Written exercise: Reproduce the data word for word, from its first line through the line containing "193L48 188L47 176L40", including both ends.

Input for this task:
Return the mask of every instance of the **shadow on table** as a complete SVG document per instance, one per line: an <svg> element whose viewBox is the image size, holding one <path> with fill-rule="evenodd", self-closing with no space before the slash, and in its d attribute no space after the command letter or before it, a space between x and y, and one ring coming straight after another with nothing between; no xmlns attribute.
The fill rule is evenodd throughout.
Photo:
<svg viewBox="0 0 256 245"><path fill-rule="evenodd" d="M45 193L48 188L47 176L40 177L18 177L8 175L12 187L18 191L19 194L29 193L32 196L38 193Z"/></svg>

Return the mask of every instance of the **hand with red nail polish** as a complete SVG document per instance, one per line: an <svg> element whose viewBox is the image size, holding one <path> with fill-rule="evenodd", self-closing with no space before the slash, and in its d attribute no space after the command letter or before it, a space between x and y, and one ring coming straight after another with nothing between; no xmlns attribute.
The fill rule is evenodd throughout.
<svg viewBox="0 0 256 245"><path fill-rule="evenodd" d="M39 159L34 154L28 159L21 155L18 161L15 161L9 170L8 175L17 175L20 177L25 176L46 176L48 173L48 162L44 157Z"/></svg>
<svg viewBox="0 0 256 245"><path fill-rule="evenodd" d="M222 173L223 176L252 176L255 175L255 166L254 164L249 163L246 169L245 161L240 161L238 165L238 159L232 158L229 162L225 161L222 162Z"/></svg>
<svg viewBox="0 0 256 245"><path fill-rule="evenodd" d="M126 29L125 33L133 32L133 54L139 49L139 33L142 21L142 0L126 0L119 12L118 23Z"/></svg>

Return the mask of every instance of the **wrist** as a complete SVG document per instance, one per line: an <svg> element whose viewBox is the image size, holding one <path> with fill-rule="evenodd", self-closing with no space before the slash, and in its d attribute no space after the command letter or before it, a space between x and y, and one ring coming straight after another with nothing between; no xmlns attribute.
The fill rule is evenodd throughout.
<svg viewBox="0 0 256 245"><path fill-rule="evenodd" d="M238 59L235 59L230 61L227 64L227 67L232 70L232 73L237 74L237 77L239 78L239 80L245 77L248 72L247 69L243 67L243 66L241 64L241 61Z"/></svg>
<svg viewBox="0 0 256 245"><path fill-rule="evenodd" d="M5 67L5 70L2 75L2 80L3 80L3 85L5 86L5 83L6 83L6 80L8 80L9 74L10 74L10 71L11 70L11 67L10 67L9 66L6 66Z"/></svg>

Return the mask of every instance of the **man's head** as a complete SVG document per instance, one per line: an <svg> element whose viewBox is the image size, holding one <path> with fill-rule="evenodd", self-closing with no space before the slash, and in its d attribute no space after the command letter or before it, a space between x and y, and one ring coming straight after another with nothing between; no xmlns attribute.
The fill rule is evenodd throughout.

Written solution:
Return the mask of every instance of the **shadow on table** as a complete SVG document per instance, one per line: an <svg> element whose viewBox is the image size, holding one <path> with fill-rule="evenodd", self-closing with no space before the slash, and in its d attribute no space after the command letter or before it, a space between x and y, and one ring coming straight after another with nothing between; no xmlns attribute.
The fill rule is evenodd throughout.
Photo:
<svg viewBox="0 0 256 245"><path fill-rule="evenodd" d="M45 193L48 188L47 176L40 177L18 177L8 175L12 187L18 191L19 194L29 193L32 196L38 193Z"/></svg>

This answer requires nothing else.